• **Exercise passage**:
Excessive provider fees often stem from surprise billing (such as unanticipated charges from out-of-network providers) or providers simply charging more because they have better negotiating leverage.
Finally, high cost drugs are comprised of me-too drugs (tweaking an ingredient to create a “new” drug that has no new clinical value but costs much more), brand-name drugs instead of generics, combination drugs that cost significantly more than the sum of their parts, and specialty drugs used as first-line therapy.
In a representative sample of employers, 44% of employees had received an unnecessary procedure or test. And unfortunately, this waste exists across the country. We evaluated counties based on the percentage of healthcare expenses that is avoidable (unnecessary healthcare expenditures across the 5 categories above, as a fraction of total healthcare expenditures), and found significant unnecessary costs everywhere. The heat map below shows that in 63% of counties, at least one of every three dollars spent is unnecessary.
Traditional models have failed
Traditional models to eliminate waste have failed, and the data paints a clear picture as to why. Employers have attempted to construct narrow networks around hospitals (i.e., requiring members to receive care from a limited number of providers) to ensure their patients only get access to high-quality, efficient care. However, if we consider only the top 50% of hospitals—the candidates for narrow networks—we still find significant wasteful spending across the country. Discarding the bottom half of hospitals still results in 28% average waste per county.
This is unsurprising because even within a hospital system, there is substantial variation in terms of how physicians practice. Solutions at the hospital level will never suffice, as individual physicians determine the care journey and thus the waste.
Surgical gynecology provides an illustrative case study. Excessive spending in gynecology includes hysterectomies for benign disease before attempting alternatives, an abdominal approach instead of the less invasive vaginal approach for hysterectomy, and unnecessary removal of ovaries during hysterectomy. We took a random sample of 350 gynecologists, and compared the proportion of costs for each doctor that is attributable to waste. In the chart below, each bar represents one doctor. The magnitude and direction of the bar reflect the doctor's deviation from average waste per surgical gynecologist (in percentage points). The doctors on the left have less waste than average, while the doctors on the right (who outnumber those on the left) have more waste than average. The best doctor is nearly 50 percentage points better than the worst doctor.

• **Saved entries**:

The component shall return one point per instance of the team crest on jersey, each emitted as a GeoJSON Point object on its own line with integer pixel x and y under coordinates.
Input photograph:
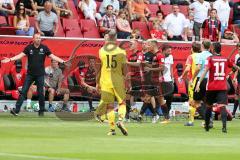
{"type": "Point", "coordinates": [19, 76]}
{"type": "Point", "coordinates": [41, 51]}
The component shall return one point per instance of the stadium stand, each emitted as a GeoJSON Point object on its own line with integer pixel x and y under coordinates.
{"type": "Point", "coordinates": [72, 28]}
{"type": "Point", "coordinates": [89, 28]}
{"type": "Point", "coordinates": [153, 8]}
{"type": "Point", "coordinates": [143, 27]}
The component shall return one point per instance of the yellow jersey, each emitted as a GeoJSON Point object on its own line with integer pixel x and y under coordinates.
{"type": "Point", "coordinates": [112, 63]}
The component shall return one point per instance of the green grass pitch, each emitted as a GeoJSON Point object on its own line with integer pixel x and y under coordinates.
{"type": "Point", "coordinates": [29, 137]}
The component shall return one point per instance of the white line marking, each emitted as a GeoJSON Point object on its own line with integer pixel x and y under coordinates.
{"type": "Point", "coordinates": [38, 157]}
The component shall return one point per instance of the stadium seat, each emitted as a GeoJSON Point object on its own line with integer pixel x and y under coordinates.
{"type": "Point", "coordinates": [73, 9]}
{"type": "Point", "coordinates": [60, 32]}
{"type": "Point", "coordinates": [230, 21]}
{"type": "Point", "coordinates": [89, 29]}
{"type": "Point", "coordinates": [153, 8]}
{"type": "Point", "coordinates": [72, 28]}
{"type": "Point", "coordinates": [143, 27]}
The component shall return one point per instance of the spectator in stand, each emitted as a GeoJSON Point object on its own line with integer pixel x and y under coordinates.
{"type": "Point", "coordinates": [47, 21]}
{"type": "Point", "coordinates": [236, 13]}
{"type": "Point", "coordinates": [229, 37]}
{"type": "Point", "coordinates": [40, 4]}
{"type": "Point", "coordinates": [211, 28]}
{"type": "Point", "coordinates": [113, 3]}
{"type": "Point", "coordinates": [190, 24]}
{"type": "Point", "coordinates": [139, 11]}
{"type": "Point", "coordinates": [136, 34]}
{"type": "Point", "coordinates": [122, 4]}
{"type": "Point", "coordinates": [223, 11]}
{"type": "Point", "coordinates": [53, 82]}
{"type": "Point", "coordinates": [21, 22]}
{"type": "Point", "coordinates": [123, 26]}
{"type": "Point", "coordinates": [89, 9]}
{"type": "Point", "coordinates": [157, 32]}
{"type": "Point", "coordinates": [159, 2]}
{"type": "Point", "coordinates": [175, 25]}
{"type": "Point", "coordinates": [108, 22]}
{"type": "Point", "coordinates": [30, 7]}
{"type": "Point", "coordinates": [6, 7]}
{"type": "Point", "coordinates": [159, 19]}
{"type": "Point", "coordinates": [200, 9]}
{"type": "Point", "coordinates": [62, 8]}
{"type": "Point", "coordinates": [181, 2]}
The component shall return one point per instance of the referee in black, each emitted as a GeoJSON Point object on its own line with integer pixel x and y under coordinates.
{"type": "Point", "coordinates": [36, 54]}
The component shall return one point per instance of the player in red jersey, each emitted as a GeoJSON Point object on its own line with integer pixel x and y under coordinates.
{"type": "Point", "coordinates": [216, 65]}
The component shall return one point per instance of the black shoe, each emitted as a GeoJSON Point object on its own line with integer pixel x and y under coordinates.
{"type": "Point", "coordinates": [13, 112]}
{"type": "Point", "coordinates": [224, 130]}
{"type": "Point", "coordinates": [122, 128]}
{"type": "Point", "coordinates": [40, 113]}
{"type": "Point", "coordinates": [92, 109]}
{"type": "Point", "coordinates": [207, 128]}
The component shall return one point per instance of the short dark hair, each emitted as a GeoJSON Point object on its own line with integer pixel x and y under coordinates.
{"type": "Point", "coordinates": [196, 47]}
{"type": "Point", "coordinates": [217, 48]}
{"type": "Point", "coordinates": [165, 46]}
{"type": "Point", "coordinates": [206, 44]}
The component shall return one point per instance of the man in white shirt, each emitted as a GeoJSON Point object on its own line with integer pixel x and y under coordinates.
{"type": "Point", "coordinates": [223, 11]}
{"type": "Point", "coordinates": [6, 7]}
{"type": "Point", "coordinates": [105, 3]}
{"type": "Point", "coordinates": [168, 74]}
{"type": "Point", "coordinates": [200, 9]}
{"type": "Point", "coordinates": [175, 25]}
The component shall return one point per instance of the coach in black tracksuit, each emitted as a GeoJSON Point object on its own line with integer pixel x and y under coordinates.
{"type": "Point", "coordinates": [36, 54]}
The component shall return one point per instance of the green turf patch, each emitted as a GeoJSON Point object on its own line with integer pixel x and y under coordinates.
{"type": "Point", "coordinates": [29, 137]}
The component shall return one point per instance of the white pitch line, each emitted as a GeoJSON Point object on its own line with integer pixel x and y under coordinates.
{"type": "Point", "coordinates": [38, 157]}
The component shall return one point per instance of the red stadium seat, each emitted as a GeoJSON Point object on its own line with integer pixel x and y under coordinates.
{"type": "Point", "coordinates": [166, 9]}
{"type": "Point", "coordinates": [230, 21]}
{"type": "Point", "coordinates": [153, 8]}
{"type": "Point", "coordinates": [72, 28]}
{"type": "Point", "coordinates": [89, 29]}
{"type": "Point", "coordinates": [143, 27]}
{"type": "Point", "coordinates": [73, 9]}
{"type": "Point", "coordinates": [60, 32]}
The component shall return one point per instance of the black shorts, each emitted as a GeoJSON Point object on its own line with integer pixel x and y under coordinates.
{"type": "Point", "coordinates": [197, 96]}
{"type": "Point", "coordinates": [219, 97]}
{"type": "Point", "coordinates": [136, 86]}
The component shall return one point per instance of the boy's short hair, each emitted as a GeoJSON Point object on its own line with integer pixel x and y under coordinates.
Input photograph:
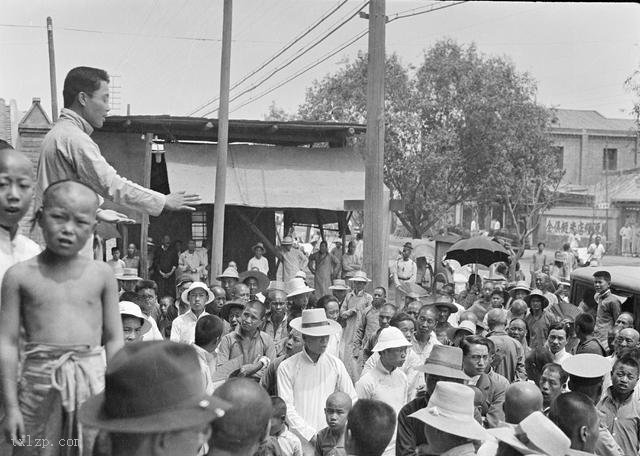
{"type": "Point", "coordinates": [602, 274]}
{"type": "Point", "coordinates": [371, 425]}
{"type": "Point", "coordinates": [144, 284]}
{"type": "Point", "coordinates": [279, 406]}
{"type": "Point", "coordinates": [82, 79]}
{"type": "Point", "coordinates": [208, 329]}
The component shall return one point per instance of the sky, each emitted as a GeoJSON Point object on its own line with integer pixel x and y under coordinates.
{"type": "Point", "coordinates": [165, 54]}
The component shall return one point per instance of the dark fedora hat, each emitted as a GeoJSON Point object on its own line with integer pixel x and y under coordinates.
{"type": "Point", "coordinates": [152, 387]}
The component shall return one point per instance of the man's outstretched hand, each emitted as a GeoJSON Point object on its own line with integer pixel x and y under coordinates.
{"type": "Point", "coordinates": [181, 201]}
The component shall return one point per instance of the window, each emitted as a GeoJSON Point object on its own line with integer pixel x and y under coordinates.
{"type": "Point", "coordinates": [558, 151]}
{"type": "Point", "coordinates": [199, 227]}
{"type": "Point", "coordinates": [610, 160]}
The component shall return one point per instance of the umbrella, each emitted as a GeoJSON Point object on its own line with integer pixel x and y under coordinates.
{"type": "Point", "coordinates": [477, 250]}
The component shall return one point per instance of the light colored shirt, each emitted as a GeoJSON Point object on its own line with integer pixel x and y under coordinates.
{"type": "Point", "coordinates": [622, 419]}
{"type": "Point", "coordinates": [183, 328]}
{"type": "Point", "coordinates": [14, 250]}
{"type": "Point", "coordinates": [68, 152]}
{"type": "Point", "coordinates": [388, 387]}
{"type": "Point", "coordinates": [261, 264]}
{"type": "Point", "coordinates": [304, 386]}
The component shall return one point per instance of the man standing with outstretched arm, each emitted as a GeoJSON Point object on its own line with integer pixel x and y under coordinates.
{"type": "Point", "coordinates": [68, 152]}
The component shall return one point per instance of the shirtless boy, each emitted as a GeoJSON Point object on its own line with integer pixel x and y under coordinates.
{"type": "Point", "coordinates": [68, 306]}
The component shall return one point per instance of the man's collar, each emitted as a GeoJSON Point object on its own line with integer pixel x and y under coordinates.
{"type": "Point", "coordinates": [77, 119]}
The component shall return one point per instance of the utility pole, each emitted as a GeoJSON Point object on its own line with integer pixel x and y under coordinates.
{"type": "Point", "coordinates": [376, 222]}
{"type": "Point", "coordinates": [217, 236]}
{"type": "Point", "coordinates": [52, 70]}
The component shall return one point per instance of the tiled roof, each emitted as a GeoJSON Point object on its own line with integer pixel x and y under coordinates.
{"type": "Point", "coordinates": [576, 119]}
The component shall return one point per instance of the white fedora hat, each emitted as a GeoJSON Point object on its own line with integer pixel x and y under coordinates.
{"type": "Point", "coordinates": [360, 276]}
{"type": "Point", "coordinates": [314, 322]}
{"type": "Point", "coordinates": [193, 286]}
{"type": "Point", "coordinates": [536, 434]}
{"type": "Point", "coordinates": [297, 286]}
{"type": "Point", "coordinates": [391, 337]}
{"type": "Point", "coordinates": [450, 409]}
{"type": "Point", "coordinates": [131, 309]}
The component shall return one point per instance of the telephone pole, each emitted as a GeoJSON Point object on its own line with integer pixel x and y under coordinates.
{"type": "Point", "coordinates": [376, 222]}
{"type": "Point", "coordinates": [217, 237]}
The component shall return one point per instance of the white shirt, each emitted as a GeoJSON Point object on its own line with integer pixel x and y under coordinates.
{"type": "Point", "coordinates": [154, 333]}
{"type": "Point", "coordinates": [262, 264]}
{"type": "Point", "coordinates": [304, 386]}
{"type": "Point", "coordinates": [183, 328]}
{"type": "Point", "coordinates": [14, 250]}
{"type": "Point", "coordinates": [388, 387]}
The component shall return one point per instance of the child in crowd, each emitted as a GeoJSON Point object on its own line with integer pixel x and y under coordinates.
{"type": "Point", "coordinates": [289, 444]}
{"type": "Point", "coordinates": [330, 440]}
{"type": "Point", "coordinates": [134, 325]}
{"type": "Point", "coordinates": [115, 262]}
{"type": "Point", "coordinates": [47, 295]}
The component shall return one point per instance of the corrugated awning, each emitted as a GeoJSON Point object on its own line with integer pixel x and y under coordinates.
{"type": "Point", "coordinates": [274, 177]}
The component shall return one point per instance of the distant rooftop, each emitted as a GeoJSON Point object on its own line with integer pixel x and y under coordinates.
{"type": "Point", "coordinates": [575, 119]}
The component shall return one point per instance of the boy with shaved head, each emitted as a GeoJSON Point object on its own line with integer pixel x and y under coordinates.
{"type": "Point", "coordinates": [46, 295]}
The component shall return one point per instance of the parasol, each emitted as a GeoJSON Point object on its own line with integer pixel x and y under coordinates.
{"type": "Point", "coordinates": [477, 250]}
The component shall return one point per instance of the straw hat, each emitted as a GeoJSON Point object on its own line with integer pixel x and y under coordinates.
{"type": "Point", "coordinates": [297, 286]}
{"type": "Point", "coordinates": [390, 337]}
{"type": "Point", "coordinates": [444, 361]}
{"type": "Point", "coordinates": [314, 322]}
{"type": "Point", "coordinates": [131, 309]}
{"type": "Point", "coordinates": [230, 273]}
{"type": "Point", "coordinates": [128, 274]}
{"type": "Point", "coordinates": [450, 409]}
{"type": "Point", "coordinates": [540, 294]}
{"type": "Point", "coordinates": [339, 284]}
{"type": "Point", "coordinates": [185, 294]}
{"type": "Point", "coordinates": [440, 300]}
{"type": "Point", "coordinates": [263, 280]}
{"type": "Point", "coordinates": [464, 325]}
{"type": "Point", "coordinates": [521, 285]}
{"type": "Point", "coordinates": [535, 434]}
{"type": "Point", "coordinates": [359, 276]}
{"type": "Point", "coordinates": [138, 399]}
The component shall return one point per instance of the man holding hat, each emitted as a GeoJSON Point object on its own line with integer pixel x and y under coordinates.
{"type": "Point", "coordinates": [387, 382]}
{"type": "Point", "coordinates": [146, 414]}
{"type": "Point", "coordinates": [444, 364]}
{"type": "Point", "coordinates": [183, 328]}
{"type": "Point", "coordinates": [404, 270]}
{"type": "Point", "coordinates": [306, 379]}
{"type": "Point", "coordinates": [450, 425]}
{"type": "Point", "coordinates": [291, 260]}
{"type": "Point", "coordinates": [258, 261]}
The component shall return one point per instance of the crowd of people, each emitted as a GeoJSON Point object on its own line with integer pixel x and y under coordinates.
{"type": "Point", "coordinates": [96, 360]}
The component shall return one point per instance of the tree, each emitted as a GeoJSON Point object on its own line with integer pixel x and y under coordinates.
{"type": "Point", "coordinates": [448, 127]}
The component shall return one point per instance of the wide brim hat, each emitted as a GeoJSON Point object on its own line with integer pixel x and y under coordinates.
{"type": "Point", "coordinates": [314, 322]}
{"type": "Point", "coordinates": [536, 292]}
{"type": "Point", "coordinates": [522, 285]}
{"type": "Point", "coordinates": [263, 280]}
{"type": "Point", "coordinates": [185, 294]}
{"type": "Point", "coordinates": [230, 273]}
{"type": "Point", "coordinates": [131, 309]}
{"type": "Point", "coordinates": [444, 361]}
{"type": "Point", "coordinates": [226, 309]}
{"type": "Point", "coordinates": [450, 409]}
{"type": "Point", "coordinates": [359, 276]}
{"type": "Point", "coordinates": [128, 274]}
{"type": "Point", "coordinates": [297, 286]}
{"type": "Point", "coordinates": [390, 337]}
{"type": "Point", "coordinates": [465, 325]}
{"type": "Point", "coordinates": [536, 434]}
{"type": "Point", "coordinates": [139, 399]}
{"type": "Point", "coordinates": [339, 284]}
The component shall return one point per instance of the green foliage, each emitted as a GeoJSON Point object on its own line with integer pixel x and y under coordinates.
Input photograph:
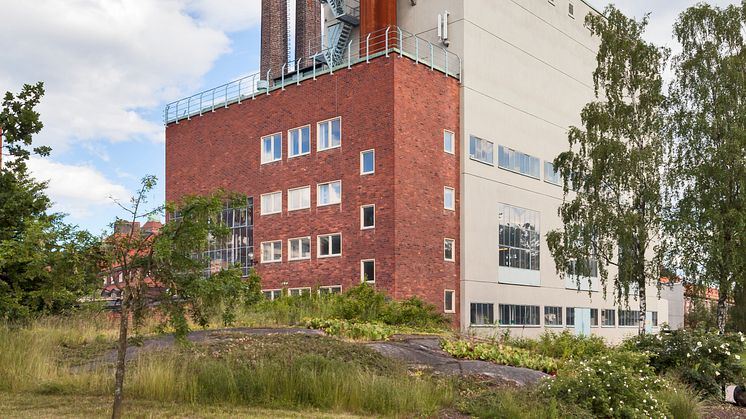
{"type": "Point", "coordinates": [619, 384]}
{"type": "Point", "coordinates": [499, 354]}
{"type": "Point", "coordinates": [706, 361]}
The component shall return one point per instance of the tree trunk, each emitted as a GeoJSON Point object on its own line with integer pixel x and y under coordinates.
{"type": "Point", "coordinates": [121, 354]}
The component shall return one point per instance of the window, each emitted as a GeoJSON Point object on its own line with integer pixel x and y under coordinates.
{"type": "Point", "coordinates": [299, 198]}
{"type": "Point", "coordinates": [297, 292]}
{"type": "Point", "coordinates": [299, 249]}
{"type": "Point", "coordinates": [608, 317]}
{"type": "Point", "coordinates": [552, 316]}
{"type": "Point", "coordinates": [330, 245]}
{"type": "Point", "coordinates": [332, 289]}
{"type": "Point", "coordinates": [570, 316]}
{"type": "Point", "coordinates": [299, 141]}
{"type": "Point", "coordinates": [272, 203]}
{"type": "Point", "coordinates": [367, 217]}
{"type": "Point", "coordinates": [449, 301]}
{"type": "Point", "coordinates": [550, 175]}
{"type": "Point", "coordinates": [482, 314]}
{"type": "Point", "coordinates": [368, 270]}
{"type": "Point", "coordinates": [329, 193]}
{"type": "Point", "coordinates": [516, 161]}
{"type": "Point", "coordinates": [512, 314]}
{"type": "Point", "coordinates": [481, 150]}
{"type": "Point", "coordinates": [368, 162]}
{"type": "Point", "coordinates": [448, 140]}
{"type": "Point", "coordinates": [449, 198]}
{"type": "Point", "coordinates": [448, 252]}
{"type": "Point", "coordinates": [272, 295]}
{"type": "Point", "coordinates": [271, 148]}
{"type": "Point", "coordinates": [272, 251]}
{"type": "Point", "coordinates": [519, 238]}
{"type": "Point", "coordinates": [329, 134]}
{"type": "Point", "coordinates": [629, 317]}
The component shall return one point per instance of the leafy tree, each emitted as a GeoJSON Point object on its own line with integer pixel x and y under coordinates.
{"type": "Point", "coordinates": [171, 260]}
{"type": "Point", "coordinates": [614, 165]}
{"type": "Point", "coordinates": [707, 174]}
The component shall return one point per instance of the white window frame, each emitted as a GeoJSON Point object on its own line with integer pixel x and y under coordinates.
{"type": "Point", "coordinates": [362, 217]}
{"type": "Point", "coordinates": [362, 271]}
{"type": "Point", "coordinates": [453, 201]}
{"type": "Point", "coordinates": [290, 248]}
{"type": "Point", "coordinates": [318, 133]}
{"type": "Point", "coordinates": [331, 255]}
{"type": "Point", "coordinates": [273, 145]}
{"type": "Point", "coordinates": [362, 165]}
{"type": "Point", "coordinates": [261, 249]}
{"type": "Point", "coordinates": [298, 189]}
{"type": "Point", "coordinates": [453, 301]}
{"type": "Point", "coordinates": [261, 203]}
{"type": "Point", "coordinates": [318, 193]}
{"type": "Point", "coordinates": [453, 249]}
{"type": "Point", "coordinates": [453, 141]}
{"type": "Point", "coordinates": [290, 148]}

• **Problems to solve**:
1. In the passage on healthcare waste, what average waste per county remains after the bottom half of hospitals is discarded?
2. Carry on the passage on healthcare waste from after its last sentence.

• **Expected results**:
1. 28% average waste per county.

2.
Another attempt to curb waste and improve patient outcomes has been to send patients to centers of excellence for serious procedures, such as joint replacements, and illnesses, such as cancer. However, seeking treatment at a center of excellence does not ensure good care. Although centers of excellence perform better than average, there is still significant variation in practice patterns within these facilities. The best doctor is still almost 50 percentage points better than the worst doctor.
Choosing the right doctor is the solution
The only way to guarantee high-quality care is to handpick high-quality doctors. We built Garner to identify and route care to the very best doctors. Garner doctors practice evidence-based medicine, which results in lower costs and superior outcomes. Going to a top doctor reduces waste by nearly 80% relative to the average hospital and roughly 60% relative to centers of excellence. This translates to savings of $2,100 per employee per year.
The silver lining in this grim reality of wasteful healthcare spending is that high-quality doctors exist across the country, as the heat map below demonstrates. Employers just need to find them, let employees know who they are, and reward employees for choosing them—and that’s where Garner comes in.